# TEXT EXCERPT
DOCKET NUMBERS: SF0752920509-A-1, SF0752920777-A-1

DATE: Oct. 13, 1993

Rolando S. Bonggat, pro se.
Jenny L. McTeer, San Diego, CA, for agency.

Before ERDREICH, Chairman, PARKS, Vice Chairman, and AMADOR, Member.


The appellant has petitioned for review of an initial decision that denied part of his motion for attorney fees. For the reasons set forth below, we DENY the appellant's petition for review but REOPEN the appeal on our own motion under 5 C.F.R. 1201.117, AFFIRMING the initial decision AS MODIFIED by the Opinion and Order.


On February 16, 1993, the Board issued an Opinion and Order in which it reversed the following agency actions: (1) Reassignment of the appellant from the position of Housing Manager, GS-9, to the position of Budget Analyst, GS-9; and (2) separation of the appellant from the position of Budget Analyst, GS-9. See Petition for Review File 1 (PFRF 1), Tab 6. The Board based its decision on a finding that the agency had engaged in reprisal against the appellant for his whistleblowing activity. See id. The appellant then filed a motion for attorney fees claiming $1367.54 as reimbursement for attorney fees and other costs incurred in connection with his appeal. See Addendum Appeal File (AAF), Tabs 1, 3. The agency stipulated that the appellant met the requirements for an award of attorney fees for $675 of the total amount requested. See AAF, Tab 4. However, it also made a motion to deny: (1) Reimbursement for $492.22 in personal, out-of-pocket expenses (copy/clerical services, typing/word processing, facsimile costs, postage) claimed by the appellant; and (2) recovery of $200.00 for legal services performed after the appellant received full relief in his Board appeal. See id.

# AVAILABLE DATA
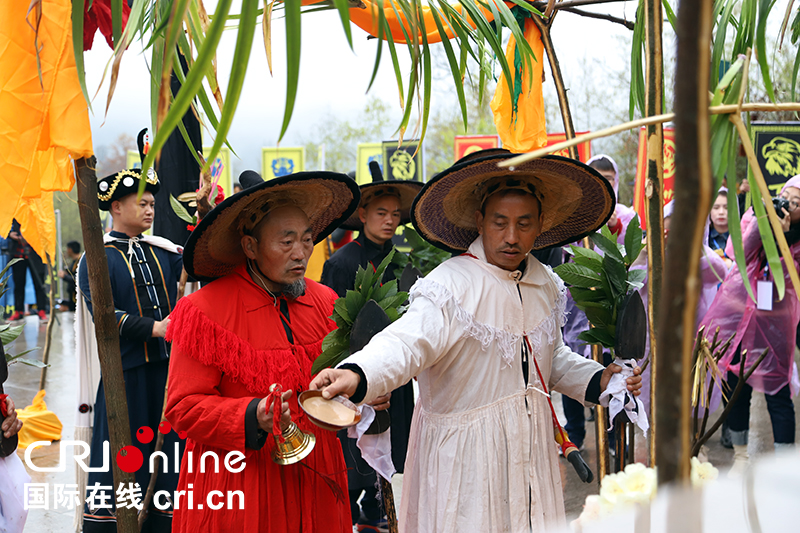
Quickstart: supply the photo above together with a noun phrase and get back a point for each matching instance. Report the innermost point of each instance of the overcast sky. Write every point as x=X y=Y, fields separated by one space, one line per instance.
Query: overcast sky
x=333 y=78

# THE TASKS
(a) Answer these questions about the decision on attorney fees:
(i) On what date was the decision issued?
(ii) What total amount did the appellant claim in his motion for attorney fees and other costs?
(iii) For what amount did the agency stipulate that the appellant met the requirements for an award?
(b) Carry on the decision on attorney fees from the point where it stops.

# ANSWERS BELOW
(a)
(i) Oct. 13, 1993
(ii) $1367.54
(iii) $675

(b)
The administrative judge found that the applicable statute did not permit recovery for the personal, out-of-pocket expenses incurred by the appellant. See Addendum Initial Decision (AID) at 2-3. He also determined that the appellant had not given any justification for the legal services performed after the Board's final decision, and he disapproved an award for this portion of the total amount claimed. See AID at 2. Finally, he found that, while the appellant had personally filed the motion for attorney fees and had already paid for the fees at issue, the total fee award of $675.00 had to be paid directly to the appellant's attorneys and not to the appellant. See id. at 3.

In his petition for review, the appellant argues that the administrative judge erred in denying the fees described above and contends that the fee award should be paid to him and not to his attorneys. See Petition for Review File 2 (PFRF 2), Tab 1. He also requests that the agency issue a report describing its efforts to comply with the Board's final decision on the merits. See id. The agency has responded in opposition to the petition for review. See PFRF 2, Tab 3.1


The appellant correctly states, see PFRF 2, Tab 1, that the administrative judge prematurely closed the record and issued the initial decision without considering his final submission, see AAF, Tabs 2, 5, 6. The appellant explained in this submission (and repeats on petition for review) that the legal services rendered after the Board's final decision constituted necessary "legal advice and assurance of his decisions regarding the OSC matter, discrimination case, etc." See AAF, Tab 6; PFRF 2, Tab 1.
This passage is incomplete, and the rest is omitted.